# AIM:
Repeat the lines below word for word, starting at the line containing "If you could segment every instance of the stadium" and continuing through the last line. Leave out the pictures.

# Stored items:
......

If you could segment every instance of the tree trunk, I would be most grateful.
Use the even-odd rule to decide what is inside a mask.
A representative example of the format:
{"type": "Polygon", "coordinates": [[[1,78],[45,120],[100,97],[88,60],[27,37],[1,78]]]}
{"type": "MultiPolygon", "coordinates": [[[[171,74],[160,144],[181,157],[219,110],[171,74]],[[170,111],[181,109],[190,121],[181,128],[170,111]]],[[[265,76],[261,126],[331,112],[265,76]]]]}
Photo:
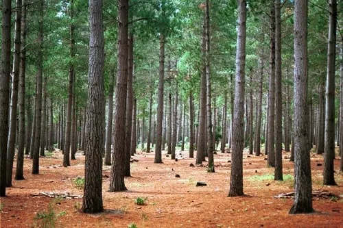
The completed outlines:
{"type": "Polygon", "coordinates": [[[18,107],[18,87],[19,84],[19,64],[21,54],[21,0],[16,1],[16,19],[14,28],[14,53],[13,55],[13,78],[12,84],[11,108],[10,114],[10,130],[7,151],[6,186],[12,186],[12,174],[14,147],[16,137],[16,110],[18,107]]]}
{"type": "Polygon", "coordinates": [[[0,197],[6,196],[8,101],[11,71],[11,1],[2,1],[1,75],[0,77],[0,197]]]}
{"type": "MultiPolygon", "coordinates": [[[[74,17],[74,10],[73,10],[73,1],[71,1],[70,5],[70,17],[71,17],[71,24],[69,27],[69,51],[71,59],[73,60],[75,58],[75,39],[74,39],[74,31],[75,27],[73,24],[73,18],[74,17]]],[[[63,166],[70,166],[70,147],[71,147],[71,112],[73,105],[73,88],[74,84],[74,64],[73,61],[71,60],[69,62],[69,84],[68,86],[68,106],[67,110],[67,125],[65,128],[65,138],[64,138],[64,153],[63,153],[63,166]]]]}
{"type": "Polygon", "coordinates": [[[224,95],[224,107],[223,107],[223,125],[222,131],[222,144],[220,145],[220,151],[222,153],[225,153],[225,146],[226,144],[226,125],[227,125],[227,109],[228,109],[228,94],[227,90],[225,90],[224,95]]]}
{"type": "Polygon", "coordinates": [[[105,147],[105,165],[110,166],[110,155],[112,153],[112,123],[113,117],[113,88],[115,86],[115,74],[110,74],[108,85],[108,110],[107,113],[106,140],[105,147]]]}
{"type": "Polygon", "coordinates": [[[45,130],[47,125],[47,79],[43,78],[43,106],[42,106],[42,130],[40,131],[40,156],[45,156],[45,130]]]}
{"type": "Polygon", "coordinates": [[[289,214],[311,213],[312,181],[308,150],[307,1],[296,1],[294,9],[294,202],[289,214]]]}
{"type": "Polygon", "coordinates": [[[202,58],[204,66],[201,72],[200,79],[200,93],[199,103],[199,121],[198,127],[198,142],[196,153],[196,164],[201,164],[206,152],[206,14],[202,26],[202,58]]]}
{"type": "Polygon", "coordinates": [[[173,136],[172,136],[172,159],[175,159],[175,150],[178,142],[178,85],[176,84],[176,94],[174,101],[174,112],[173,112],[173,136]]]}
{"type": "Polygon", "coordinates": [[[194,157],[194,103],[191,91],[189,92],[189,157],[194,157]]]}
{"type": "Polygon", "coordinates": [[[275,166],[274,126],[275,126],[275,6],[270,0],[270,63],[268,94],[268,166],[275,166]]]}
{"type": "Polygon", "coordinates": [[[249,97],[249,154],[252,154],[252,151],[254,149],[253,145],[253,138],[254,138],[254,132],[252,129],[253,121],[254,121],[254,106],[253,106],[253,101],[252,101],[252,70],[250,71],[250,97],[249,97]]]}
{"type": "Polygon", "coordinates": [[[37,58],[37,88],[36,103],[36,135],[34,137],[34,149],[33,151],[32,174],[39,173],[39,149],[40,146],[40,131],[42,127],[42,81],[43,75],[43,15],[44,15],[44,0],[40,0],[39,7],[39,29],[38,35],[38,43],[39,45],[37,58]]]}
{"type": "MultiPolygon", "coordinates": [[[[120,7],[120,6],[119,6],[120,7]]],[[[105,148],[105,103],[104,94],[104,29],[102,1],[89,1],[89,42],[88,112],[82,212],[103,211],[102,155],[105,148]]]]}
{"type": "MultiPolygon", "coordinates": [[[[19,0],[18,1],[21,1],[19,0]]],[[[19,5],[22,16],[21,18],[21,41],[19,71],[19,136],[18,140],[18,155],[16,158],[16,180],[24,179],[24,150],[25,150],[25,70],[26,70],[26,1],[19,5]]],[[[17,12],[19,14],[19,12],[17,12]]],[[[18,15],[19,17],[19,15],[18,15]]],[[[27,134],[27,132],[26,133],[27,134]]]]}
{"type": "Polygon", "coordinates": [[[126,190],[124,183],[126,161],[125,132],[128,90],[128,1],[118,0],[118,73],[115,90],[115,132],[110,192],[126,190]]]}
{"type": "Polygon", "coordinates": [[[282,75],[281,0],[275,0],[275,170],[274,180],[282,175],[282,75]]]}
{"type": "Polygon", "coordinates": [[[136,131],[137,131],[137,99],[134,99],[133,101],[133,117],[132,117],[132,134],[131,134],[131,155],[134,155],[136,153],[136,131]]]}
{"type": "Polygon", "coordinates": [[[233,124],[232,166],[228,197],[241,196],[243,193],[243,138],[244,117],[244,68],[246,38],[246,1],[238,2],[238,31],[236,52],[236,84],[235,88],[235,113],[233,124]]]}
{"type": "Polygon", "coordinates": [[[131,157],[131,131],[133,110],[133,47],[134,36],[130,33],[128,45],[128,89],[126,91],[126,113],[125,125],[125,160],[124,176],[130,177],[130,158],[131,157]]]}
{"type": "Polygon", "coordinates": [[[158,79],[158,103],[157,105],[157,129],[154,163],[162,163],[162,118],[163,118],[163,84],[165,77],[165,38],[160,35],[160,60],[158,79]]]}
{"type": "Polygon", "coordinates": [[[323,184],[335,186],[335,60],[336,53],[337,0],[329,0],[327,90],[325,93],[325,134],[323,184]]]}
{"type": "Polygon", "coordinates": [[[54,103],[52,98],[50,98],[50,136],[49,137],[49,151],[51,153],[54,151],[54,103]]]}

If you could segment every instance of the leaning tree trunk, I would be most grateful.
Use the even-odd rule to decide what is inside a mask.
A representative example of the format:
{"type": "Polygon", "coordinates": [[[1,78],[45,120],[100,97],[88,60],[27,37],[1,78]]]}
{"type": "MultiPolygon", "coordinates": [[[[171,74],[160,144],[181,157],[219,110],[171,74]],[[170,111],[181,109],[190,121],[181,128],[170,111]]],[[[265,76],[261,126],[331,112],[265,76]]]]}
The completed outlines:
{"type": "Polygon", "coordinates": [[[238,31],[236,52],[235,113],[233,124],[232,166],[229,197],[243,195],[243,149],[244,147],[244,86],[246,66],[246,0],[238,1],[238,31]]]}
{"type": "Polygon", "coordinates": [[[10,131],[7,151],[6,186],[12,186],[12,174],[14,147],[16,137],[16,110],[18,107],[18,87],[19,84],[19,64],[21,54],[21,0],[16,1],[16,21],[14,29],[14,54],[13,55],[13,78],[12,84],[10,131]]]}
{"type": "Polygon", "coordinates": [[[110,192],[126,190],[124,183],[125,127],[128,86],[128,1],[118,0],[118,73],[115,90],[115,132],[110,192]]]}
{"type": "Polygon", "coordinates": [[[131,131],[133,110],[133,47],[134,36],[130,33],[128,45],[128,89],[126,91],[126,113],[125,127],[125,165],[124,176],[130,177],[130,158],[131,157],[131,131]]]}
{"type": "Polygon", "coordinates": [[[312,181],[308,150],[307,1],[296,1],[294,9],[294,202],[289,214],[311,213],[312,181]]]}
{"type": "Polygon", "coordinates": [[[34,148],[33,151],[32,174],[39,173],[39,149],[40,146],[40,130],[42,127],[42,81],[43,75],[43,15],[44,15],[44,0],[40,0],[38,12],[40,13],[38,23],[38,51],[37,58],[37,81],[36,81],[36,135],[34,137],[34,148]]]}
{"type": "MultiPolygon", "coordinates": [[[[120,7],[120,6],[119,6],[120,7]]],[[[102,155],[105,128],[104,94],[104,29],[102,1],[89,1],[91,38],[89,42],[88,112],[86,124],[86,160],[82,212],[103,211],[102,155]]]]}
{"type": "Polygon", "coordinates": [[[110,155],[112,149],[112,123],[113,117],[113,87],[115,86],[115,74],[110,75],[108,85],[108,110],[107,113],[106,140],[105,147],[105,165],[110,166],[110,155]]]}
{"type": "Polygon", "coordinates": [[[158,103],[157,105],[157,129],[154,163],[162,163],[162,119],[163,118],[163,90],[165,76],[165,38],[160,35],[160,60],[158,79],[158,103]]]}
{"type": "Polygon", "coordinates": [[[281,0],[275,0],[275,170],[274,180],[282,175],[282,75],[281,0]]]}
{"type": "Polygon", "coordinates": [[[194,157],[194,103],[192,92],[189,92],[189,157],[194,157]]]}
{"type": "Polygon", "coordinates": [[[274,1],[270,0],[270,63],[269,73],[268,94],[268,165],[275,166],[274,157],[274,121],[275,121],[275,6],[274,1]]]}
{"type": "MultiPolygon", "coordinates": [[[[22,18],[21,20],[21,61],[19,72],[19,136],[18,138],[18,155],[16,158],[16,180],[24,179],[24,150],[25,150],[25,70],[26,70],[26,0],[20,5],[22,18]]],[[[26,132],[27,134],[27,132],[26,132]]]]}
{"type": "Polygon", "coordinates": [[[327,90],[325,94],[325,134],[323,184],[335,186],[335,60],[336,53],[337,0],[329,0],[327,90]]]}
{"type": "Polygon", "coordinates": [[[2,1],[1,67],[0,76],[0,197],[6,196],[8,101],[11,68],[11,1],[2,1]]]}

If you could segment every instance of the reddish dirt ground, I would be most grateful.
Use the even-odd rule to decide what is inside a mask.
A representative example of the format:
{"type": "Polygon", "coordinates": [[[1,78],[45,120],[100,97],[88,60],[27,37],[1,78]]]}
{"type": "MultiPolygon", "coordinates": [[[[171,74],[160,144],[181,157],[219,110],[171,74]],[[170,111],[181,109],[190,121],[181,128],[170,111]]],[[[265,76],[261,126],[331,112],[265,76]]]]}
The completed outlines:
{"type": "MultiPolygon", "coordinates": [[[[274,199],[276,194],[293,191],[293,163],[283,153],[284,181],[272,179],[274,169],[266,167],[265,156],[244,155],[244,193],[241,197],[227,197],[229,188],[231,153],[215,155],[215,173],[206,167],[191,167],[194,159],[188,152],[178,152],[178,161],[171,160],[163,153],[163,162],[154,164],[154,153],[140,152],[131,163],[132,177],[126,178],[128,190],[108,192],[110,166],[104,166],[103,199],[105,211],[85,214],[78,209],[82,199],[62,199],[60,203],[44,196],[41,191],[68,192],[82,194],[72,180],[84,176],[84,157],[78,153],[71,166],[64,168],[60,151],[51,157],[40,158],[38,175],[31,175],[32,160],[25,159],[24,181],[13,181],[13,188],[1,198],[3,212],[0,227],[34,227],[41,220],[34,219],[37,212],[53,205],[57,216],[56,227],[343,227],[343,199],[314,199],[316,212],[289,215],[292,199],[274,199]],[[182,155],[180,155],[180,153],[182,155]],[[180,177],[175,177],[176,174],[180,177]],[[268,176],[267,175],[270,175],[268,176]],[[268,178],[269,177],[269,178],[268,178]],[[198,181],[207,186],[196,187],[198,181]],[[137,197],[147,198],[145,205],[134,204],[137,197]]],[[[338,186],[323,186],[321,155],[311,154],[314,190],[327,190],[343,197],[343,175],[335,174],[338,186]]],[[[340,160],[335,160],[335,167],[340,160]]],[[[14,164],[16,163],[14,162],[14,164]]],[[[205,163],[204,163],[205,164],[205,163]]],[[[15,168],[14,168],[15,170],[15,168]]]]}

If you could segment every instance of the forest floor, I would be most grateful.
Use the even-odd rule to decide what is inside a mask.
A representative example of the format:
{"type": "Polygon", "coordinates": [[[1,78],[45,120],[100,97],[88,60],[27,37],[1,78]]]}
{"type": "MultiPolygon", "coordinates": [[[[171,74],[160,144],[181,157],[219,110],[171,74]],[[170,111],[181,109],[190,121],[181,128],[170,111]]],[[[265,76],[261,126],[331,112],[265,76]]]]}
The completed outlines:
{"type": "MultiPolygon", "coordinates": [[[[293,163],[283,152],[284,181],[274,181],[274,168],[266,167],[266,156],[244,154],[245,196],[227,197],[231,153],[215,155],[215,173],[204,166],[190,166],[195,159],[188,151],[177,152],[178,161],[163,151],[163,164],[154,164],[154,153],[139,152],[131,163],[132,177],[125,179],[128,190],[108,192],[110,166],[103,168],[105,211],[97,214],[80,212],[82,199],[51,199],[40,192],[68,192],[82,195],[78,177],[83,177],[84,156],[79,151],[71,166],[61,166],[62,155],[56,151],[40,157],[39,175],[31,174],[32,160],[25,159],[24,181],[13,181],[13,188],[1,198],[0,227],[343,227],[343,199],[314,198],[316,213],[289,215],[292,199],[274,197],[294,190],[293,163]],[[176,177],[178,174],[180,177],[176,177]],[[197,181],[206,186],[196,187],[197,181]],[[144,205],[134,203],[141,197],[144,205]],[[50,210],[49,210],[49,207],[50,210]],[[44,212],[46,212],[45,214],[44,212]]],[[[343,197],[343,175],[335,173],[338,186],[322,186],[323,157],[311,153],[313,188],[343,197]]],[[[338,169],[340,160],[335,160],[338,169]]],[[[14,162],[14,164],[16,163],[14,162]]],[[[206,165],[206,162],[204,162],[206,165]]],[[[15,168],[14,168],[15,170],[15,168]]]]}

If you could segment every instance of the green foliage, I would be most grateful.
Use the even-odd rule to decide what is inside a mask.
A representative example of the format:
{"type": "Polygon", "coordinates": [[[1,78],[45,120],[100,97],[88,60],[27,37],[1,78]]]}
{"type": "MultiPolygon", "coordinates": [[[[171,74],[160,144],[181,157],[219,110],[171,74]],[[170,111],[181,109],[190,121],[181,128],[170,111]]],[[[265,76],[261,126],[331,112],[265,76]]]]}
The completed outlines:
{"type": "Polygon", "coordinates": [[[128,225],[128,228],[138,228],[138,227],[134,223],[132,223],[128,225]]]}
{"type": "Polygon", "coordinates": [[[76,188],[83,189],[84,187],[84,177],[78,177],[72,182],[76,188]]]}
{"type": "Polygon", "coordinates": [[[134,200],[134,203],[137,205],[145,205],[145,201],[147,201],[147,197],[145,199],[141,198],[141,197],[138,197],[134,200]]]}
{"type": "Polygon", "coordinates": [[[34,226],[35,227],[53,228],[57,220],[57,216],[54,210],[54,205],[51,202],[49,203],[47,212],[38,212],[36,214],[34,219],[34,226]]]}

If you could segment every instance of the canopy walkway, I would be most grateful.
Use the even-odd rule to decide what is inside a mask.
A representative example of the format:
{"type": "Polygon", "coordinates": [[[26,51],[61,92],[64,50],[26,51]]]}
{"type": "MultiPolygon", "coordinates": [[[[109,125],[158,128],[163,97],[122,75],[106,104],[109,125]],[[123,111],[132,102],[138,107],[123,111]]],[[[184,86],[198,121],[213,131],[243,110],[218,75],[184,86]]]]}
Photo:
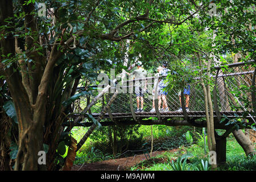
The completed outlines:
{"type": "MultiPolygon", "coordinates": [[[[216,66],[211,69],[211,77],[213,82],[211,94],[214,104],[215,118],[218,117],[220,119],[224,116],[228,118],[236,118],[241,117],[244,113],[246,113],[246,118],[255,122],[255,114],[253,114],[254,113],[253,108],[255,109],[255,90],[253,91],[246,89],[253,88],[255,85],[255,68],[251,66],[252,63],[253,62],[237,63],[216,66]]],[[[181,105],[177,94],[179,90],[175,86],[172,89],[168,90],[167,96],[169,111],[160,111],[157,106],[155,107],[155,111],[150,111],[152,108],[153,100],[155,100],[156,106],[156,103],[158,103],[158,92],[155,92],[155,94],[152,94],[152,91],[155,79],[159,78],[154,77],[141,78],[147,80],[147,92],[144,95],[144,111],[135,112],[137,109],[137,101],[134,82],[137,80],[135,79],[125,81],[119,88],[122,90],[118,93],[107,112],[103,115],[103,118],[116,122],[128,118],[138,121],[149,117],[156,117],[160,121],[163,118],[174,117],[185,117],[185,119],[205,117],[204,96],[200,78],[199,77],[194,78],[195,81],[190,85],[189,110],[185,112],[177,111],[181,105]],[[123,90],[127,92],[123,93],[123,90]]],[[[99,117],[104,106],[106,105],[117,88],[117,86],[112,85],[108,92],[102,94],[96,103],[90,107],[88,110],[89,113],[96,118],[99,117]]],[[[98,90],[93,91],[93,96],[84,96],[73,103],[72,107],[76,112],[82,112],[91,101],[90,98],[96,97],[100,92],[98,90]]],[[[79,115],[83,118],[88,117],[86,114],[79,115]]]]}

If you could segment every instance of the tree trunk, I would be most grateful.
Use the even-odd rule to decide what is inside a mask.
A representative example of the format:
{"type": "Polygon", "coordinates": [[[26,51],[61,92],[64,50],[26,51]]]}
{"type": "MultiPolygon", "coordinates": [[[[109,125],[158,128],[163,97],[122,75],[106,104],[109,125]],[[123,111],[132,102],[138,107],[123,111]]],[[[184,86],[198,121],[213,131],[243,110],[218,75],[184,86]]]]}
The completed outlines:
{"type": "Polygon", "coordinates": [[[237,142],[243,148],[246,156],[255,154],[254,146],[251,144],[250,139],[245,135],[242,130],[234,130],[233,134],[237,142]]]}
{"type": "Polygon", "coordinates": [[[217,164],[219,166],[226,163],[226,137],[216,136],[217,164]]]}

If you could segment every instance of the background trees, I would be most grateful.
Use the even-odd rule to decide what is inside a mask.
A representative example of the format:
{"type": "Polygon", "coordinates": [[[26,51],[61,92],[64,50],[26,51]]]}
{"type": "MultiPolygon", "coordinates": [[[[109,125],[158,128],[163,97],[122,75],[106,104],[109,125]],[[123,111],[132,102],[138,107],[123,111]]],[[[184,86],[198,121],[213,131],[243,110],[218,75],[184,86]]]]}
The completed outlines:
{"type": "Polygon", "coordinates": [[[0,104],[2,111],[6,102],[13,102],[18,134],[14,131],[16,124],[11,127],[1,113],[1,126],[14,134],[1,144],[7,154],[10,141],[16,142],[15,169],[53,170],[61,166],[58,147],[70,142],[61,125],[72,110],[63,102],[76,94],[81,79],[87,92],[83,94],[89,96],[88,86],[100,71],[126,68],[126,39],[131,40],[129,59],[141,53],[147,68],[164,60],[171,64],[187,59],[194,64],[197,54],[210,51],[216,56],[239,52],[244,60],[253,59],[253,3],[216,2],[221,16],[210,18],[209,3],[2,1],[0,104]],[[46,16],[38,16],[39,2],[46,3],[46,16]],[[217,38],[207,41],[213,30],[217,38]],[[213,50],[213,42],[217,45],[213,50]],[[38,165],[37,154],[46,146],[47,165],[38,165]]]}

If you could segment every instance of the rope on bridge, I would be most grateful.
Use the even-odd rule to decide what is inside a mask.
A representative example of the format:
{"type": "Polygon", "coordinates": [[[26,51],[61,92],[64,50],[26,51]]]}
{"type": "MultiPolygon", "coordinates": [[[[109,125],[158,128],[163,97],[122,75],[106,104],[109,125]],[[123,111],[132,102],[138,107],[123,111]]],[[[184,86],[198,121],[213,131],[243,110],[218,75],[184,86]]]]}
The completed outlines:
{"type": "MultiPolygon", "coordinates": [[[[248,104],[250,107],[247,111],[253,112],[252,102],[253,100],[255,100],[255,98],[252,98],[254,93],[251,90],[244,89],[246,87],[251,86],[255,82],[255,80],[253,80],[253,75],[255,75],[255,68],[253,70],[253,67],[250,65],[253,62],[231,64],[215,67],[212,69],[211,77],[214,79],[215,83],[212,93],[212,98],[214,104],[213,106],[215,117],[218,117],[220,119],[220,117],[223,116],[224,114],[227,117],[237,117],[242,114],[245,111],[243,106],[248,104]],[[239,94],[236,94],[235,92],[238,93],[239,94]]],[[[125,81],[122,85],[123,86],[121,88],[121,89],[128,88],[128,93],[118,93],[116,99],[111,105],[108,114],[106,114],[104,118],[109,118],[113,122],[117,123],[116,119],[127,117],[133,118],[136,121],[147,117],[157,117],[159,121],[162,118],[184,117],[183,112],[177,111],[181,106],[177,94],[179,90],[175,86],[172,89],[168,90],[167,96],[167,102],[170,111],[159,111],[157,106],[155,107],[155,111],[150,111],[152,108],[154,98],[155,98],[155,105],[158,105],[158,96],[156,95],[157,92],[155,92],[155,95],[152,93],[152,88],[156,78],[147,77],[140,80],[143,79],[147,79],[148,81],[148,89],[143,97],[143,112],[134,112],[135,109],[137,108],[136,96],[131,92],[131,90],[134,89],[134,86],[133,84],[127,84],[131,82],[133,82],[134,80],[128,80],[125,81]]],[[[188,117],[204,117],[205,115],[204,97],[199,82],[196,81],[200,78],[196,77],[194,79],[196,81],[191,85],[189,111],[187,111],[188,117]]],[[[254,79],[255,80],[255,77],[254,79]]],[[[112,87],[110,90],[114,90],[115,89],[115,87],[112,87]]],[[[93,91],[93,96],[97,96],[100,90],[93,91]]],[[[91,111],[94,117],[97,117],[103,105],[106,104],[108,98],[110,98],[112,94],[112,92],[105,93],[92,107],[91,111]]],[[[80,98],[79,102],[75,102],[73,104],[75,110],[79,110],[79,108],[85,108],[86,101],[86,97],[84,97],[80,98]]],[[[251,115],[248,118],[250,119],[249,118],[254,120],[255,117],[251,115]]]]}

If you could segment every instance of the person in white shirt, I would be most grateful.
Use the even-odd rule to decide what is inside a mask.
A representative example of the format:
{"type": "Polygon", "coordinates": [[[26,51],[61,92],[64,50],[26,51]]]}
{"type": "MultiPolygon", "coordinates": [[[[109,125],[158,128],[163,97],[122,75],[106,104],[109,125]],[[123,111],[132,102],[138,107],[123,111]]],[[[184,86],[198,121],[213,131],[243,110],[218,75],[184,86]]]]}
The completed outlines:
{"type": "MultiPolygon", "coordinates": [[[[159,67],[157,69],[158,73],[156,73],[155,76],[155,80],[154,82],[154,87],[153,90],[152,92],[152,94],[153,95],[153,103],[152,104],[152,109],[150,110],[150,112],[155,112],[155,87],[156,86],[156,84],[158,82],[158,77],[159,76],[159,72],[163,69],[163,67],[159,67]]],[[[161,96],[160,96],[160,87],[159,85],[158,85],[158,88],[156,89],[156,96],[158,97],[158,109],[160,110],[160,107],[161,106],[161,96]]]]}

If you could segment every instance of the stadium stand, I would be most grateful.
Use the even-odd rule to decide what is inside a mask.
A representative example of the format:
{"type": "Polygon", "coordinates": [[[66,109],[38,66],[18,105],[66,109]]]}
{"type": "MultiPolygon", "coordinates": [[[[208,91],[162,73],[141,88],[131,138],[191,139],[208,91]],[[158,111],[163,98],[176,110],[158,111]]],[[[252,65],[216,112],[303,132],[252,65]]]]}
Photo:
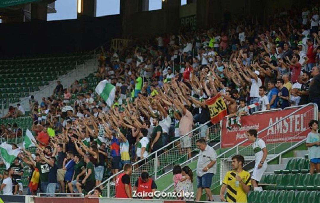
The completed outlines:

......

# OUTPUT BELOW:
If you could segment every instance of the stadium stand, I would be most grateful.
Use the even-odd rule to decide what is inside a mask.
A representative example of the format:
{"type": "Polygon", "coordinates": [[[66,109],[38,66],[18,105],[66,109]]]}
{"type": "MultiPolygon", "coordinates": [[[[208,91],[162,73],[141,88],[131,138],[191,139],[208,91]],[[158,111],[163,98],[176,110],[158,111]]],[[[252,65],[216,112],[303,132],[252,65]]]]}
Photo:
The completed outlines:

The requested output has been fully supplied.